◆ Work order
The answer should consist of each line from the data below that includes "instance".

○ ○ ○

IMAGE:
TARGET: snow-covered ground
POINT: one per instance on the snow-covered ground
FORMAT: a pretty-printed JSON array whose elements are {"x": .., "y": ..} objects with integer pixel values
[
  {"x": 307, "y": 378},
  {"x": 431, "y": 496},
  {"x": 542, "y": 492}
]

○ ○ ○

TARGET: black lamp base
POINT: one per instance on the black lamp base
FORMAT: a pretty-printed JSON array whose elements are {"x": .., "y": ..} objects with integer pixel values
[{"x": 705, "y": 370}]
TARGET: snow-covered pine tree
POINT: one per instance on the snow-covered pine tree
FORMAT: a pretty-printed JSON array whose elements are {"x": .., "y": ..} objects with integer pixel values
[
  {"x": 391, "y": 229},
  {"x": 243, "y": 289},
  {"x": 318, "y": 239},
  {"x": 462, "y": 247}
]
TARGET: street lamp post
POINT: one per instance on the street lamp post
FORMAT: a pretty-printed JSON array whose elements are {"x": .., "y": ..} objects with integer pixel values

○ ○ ○

◆ Exercise result
POINT: one per instance on the snow-covered ground
POINT: one per instance on the black lamp base
POINT: one per instance on the snow-covered pine tree
POINT: one per instance on the street lamp post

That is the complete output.